Oracle to Patagonia. Bobcat, Big Miles and Ecological Cauldron.

This blog post was originally posted on The Trek right here.

Stats:

Miles: 589.8- 744.6

Days: 31- 36

The Meeting of the Deserts

This section between Oracle and Patagonia was our longest (six days) and most diverse. It’s a unique stretch because of its ecological convergence — where the Sonoran and Chihuahuandeserts meet the Sky Islands. The Sky Islands are massive mountain ranges rising from the desert lowlands, each creating its own unique ecosystem. One day you walk among cacti and spiky shrubs, the next you traverse pine forests, and the third is a blend of it all.

Oracle and Mount Lemmon

We come to one of those green gates right outside Oracle. I turn around and see a brown butt jump off a rock. It can’t be a dog. It didn’t look like a deer either. I can’t leave it uninvestigated, so I take a few steps back on the trail, look into the thick roadside greenery, and there it is — a bobcat, staring back at me, completely unperturbed. I snap a picture and it’s still there, looking bored. I go back to the gate while the bobcat peacefully walks through the bush, steps onto the trail, and hikes NOBO.

The little bobcat, just staring at me, half-bored

The trail to Summerhaven is brutal. At times it is just a 4WD road of boulders going straight up.

The bouldery steep climbs to Mount Lemmonn.

But once you get there, the general store is full of cold drinks — exactly what you crave after that climb. I go inside for sparkling water and buy an orange to squeeze into it. The non-Fanta sparkling orange drink has now become a permanent craving, stuck to my brain like a barnacle. Squeezing an orange into a tiny bottle neck turns out to be quite the challenge, so I eat the orange instead and go back for orange juice.

When I come out, Thunderbird — who we keep bumping into — is swooshing his pink ice cream in a Wingardium Leviosa motion at an Alaskan girl who stopped to chat. I assume he’s animating the story rather than trying to make her levitate, but I’m too late to tune in, so I focus on perfecting my soda–orange juice ratio.

We then visit the “Cookie Cabin” for a chocolate chip cookie and a coffee. Weirdly, they don’t do coffee — but the cookie is great.

Marshall Gulch

Right out of town, you enter a place called Marshall Gulch. It still holds all the fall colors. You walk up big stone steps through crimson, purple, orange, and yellow maple leaves — on the ground, on the trees, everywhere. If I didn’t know I was in Arizona, I’d guess Japan.
○ ○ ○ ○ ○
* [GIVEN EXERCISE A]
In the hiking post, what colors are given for the maple leaves in Marshall Gulch?
The listing that follows is unrelated to the hiking post.

* [PROVIDED INFORMATION]
○ ○ ○ ○ ○
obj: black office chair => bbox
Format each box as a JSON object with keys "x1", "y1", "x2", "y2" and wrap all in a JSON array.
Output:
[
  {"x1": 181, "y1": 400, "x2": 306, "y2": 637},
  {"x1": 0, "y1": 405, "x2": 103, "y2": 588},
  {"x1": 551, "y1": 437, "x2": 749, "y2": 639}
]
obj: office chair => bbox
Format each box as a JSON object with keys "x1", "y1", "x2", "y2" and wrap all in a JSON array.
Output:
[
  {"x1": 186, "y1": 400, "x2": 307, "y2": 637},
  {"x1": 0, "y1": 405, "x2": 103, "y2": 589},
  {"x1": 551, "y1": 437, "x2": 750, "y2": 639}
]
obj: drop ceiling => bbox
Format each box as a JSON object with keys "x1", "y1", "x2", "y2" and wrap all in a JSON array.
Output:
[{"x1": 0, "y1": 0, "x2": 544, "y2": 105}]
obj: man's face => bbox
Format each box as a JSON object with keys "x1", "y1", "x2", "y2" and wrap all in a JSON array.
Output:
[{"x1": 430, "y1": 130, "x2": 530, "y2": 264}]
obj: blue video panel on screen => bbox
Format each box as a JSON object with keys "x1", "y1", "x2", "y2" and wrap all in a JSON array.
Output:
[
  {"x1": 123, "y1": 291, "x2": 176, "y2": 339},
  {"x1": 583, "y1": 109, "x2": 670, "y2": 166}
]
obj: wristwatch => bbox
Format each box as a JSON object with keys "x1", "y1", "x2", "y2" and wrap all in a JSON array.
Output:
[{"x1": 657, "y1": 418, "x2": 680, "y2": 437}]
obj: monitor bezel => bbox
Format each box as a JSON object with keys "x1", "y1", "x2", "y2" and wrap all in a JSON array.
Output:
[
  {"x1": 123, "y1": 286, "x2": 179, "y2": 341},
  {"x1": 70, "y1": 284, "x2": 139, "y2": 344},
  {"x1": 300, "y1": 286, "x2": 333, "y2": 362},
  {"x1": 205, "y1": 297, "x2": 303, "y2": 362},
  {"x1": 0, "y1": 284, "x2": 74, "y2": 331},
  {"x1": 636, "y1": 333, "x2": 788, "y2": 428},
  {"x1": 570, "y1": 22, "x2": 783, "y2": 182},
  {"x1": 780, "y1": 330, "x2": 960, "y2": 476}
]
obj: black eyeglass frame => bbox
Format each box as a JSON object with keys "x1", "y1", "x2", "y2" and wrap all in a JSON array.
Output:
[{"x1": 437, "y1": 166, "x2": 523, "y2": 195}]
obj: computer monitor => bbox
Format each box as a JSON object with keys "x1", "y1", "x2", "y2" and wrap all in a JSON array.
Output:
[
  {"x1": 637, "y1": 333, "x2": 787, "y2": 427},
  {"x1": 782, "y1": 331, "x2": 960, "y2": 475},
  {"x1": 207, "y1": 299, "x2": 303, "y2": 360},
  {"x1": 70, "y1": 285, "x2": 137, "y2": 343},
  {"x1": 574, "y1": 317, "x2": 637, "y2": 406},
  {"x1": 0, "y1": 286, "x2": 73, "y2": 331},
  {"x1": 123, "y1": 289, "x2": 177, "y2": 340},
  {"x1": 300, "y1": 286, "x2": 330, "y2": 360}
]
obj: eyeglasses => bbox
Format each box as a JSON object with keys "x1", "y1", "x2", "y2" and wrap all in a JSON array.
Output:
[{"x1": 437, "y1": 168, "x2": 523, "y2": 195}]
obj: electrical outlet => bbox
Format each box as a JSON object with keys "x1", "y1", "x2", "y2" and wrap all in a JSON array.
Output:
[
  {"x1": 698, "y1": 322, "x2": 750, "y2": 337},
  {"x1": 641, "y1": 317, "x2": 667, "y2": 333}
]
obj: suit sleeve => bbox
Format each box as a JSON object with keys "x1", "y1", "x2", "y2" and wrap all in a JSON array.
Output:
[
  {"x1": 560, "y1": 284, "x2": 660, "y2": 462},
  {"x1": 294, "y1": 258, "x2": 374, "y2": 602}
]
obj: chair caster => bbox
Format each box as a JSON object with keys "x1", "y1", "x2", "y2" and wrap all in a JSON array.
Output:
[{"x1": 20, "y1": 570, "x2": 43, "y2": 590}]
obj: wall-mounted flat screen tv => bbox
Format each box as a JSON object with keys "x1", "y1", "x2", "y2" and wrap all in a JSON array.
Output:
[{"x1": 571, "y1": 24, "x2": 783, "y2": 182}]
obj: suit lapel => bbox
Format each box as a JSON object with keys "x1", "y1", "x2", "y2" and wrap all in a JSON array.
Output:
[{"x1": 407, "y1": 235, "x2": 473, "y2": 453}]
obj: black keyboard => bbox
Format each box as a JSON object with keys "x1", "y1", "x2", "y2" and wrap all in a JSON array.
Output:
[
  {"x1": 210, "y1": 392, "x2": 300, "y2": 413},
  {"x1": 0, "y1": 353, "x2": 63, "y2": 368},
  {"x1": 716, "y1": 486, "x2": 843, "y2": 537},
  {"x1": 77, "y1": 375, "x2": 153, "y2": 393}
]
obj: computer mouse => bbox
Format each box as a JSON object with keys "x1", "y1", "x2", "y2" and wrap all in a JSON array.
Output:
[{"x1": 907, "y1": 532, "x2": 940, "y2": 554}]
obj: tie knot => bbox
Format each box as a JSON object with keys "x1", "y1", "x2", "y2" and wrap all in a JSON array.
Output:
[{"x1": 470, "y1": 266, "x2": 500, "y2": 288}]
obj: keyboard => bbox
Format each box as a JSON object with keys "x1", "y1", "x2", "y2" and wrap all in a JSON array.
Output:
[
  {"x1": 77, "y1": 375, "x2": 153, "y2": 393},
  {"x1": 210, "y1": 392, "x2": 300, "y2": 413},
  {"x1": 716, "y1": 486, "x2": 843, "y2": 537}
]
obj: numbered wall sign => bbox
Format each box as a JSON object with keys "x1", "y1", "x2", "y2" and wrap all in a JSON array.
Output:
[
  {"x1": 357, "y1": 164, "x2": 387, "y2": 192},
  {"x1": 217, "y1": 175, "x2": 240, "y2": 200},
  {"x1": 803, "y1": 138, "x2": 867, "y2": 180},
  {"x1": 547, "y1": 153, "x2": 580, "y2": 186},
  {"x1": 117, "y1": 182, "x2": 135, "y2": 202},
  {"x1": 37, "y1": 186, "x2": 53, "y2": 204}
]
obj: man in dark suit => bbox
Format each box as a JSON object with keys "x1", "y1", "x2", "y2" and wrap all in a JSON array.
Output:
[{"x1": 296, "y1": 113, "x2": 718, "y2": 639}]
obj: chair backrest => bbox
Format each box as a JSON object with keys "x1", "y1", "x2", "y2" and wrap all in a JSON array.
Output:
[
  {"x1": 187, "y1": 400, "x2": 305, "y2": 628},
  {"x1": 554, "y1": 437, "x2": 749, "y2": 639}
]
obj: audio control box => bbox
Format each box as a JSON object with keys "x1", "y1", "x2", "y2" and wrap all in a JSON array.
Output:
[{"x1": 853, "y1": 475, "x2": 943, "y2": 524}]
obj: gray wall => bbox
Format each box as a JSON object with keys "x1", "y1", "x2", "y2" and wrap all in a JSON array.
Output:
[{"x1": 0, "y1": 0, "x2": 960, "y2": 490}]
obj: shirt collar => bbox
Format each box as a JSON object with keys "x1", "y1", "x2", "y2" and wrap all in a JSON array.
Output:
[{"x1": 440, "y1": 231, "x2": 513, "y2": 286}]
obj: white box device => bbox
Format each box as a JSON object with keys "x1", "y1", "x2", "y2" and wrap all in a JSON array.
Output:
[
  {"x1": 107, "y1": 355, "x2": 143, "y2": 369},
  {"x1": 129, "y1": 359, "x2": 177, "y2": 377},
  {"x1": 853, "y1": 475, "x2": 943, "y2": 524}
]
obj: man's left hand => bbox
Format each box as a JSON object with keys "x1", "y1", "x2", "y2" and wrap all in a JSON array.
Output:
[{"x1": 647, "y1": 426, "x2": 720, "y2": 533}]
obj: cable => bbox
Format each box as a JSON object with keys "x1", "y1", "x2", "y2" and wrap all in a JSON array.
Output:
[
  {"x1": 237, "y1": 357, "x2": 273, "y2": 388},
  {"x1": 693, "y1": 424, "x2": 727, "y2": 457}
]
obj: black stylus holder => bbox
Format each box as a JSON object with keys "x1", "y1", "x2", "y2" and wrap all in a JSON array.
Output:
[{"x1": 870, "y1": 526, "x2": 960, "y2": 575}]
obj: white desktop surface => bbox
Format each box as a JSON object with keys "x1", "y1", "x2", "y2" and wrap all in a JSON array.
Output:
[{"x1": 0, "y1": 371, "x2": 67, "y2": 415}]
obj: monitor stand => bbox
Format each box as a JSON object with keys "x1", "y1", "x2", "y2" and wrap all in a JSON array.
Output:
○ ○ ○ ○ ○
* [GIVEN EXERCISE B]
Output the lines of the listing from the line holding "obj: monitor stand => bbox" through the end of the listing, both ends included, copied without change.

* [SOLUTION A]
Crimson, purple, orange, and yellow.

* [SOLUTION B]
obj: monitor stand => bbox
Format each box as a JSON object with keys "x1", "y1", "x2", "y2" and wrap all in a JSON array.
Output:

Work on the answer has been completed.